> **READING TEXT**

####################

If you're looking for a standard "watch dog" and you have sturdy enough fences to keep the dog AWAY from your livestock, it would probably work out okay.

If you're looking for a dog to live WITH your stock and work as a LGD, this is not the mix you're looking for. You want to either get a purebred LGD or a pup who is a mix of ONLY LGD breeds for that.


----------



## jjstephens (Mar 8, 2013)

This totally does not answer your question . . . just throwing it in for amusement's sake!

A good 10 years ago I adopted a dane/greyhound cross from the pound. The dog was big and goofy . . . . and blazingly fast. Never thought a dog could run as fast as that one did! I never measured her stride but it was looooong!

####################

> **EXTRACTED INFORMATION**
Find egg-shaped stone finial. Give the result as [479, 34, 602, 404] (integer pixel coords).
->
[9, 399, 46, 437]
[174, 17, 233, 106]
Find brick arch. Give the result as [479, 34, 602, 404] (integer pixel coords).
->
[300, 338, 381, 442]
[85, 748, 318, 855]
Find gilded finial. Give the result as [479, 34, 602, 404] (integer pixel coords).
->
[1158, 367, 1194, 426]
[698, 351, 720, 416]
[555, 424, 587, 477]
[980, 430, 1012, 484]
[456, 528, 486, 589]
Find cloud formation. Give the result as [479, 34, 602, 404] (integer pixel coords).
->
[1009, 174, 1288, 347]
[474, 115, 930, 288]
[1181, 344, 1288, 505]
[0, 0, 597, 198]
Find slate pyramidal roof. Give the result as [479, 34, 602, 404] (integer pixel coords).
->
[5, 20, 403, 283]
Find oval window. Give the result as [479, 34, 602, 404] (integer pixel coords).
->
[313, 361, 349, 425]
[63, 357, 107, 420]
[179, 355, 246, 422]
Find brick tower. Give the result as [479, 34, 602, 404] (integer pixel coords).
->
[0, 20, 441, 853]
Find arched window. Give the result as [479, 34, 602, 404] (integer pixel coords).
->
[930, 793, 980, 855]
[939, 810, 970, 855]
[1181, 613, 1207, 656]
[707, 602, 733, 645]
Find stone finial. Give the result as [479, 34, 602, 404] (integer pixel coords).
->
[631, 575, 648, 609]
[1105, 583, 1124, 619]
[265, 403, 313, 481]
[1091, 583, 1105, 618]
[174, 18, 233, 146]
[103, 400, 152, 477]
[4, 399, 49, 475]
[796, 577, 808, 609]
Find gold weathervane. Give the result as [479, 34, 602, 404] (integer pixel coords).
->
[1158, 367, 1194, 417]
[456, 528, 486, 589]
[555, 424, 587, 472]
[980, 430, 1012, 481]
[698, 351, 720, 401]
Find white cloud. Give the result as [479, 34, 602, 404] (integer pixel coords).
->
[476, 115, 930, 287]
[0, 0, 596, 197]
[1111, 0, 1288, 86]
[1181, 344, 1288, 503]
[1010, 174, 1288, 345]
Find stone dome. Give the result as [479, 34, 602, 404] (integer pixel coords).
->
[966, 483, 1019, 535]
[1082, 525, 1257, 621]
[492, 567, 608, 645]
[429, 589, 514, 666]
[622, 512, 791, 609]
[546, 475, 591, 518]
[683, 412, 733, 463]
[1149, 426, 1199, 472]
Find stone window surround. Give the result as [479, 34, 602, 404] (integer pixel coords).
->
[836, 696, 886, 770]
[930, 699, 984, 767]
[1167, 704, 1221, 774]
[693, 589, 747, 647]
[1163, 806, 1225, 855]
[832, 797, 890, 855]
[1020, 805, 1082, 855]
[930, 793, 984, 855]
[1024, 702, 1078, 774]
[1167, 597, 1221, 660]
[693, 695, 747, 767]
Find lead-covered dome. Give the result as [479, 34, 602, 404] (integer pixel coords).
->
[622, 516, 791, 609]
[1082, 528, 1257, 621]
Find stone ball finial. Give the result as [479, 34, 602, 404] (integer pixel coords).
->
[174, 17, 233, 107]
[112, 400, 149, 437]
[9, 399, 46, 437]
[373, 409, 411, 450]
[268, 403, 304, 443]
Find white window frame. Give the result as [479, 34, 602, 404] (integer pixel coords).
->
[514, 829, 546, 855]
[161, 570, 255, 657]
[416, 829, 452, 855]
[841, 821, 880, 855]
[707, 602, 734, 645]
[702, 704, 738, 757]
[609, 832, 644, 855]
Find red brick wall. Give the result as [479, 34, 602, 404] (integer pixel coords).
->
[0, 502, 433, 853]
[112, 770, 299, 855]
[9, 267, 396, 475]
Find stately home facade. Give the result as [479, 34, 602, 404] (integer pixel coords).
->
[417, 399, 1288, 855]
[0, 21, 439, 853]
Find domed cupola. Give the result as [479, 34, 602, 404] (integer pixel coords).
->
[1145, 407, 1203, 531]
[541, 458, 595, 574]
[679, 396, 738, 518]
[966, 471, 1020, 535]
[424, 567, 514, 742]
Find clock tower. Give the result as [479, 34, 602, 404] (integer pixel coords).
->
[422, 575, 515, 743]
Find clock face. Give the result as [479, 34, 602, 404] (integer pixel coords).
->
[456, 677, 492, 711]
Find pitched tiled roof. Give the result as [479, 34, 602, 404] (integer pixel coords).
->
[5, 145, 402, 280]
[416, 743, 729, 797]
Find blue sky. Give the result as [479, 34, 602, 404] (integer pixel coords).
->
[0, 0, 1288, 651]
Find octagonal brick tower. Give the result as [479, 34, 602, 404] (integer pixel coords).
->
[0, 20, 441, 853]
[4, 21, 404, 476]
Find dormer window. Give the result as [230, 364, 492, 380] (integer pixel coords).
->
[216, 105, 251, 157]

####################

> **REQUESTS**
1. In the dog thread, what does the first post say to get if you want a dog that lives with your stock as an LGD?
2. Reproduce the passage of the dog thread starting at "If you're looking for a standard" and ending at "(Mar 8, 2013)".
The records are not needed for this work.

> **ANSWERS TO THE EXERCISES**
1. Either a purebred LGD or a pup that is a mix of only LGD breeds.

2.
If you're looking for a standard "watch dog" and you have sturdy enough fences to keep the dog AWAY from your livestock, it would probably work out okay.

If you're looking for a dog to live WITH your stock and work as a LGD, this is not the mix you're looking for. You want to either get a purebred LGD or a pup who is a mix of ONLY LGD breeds for that.


----------



## jjstephens (Mar 8, 2013)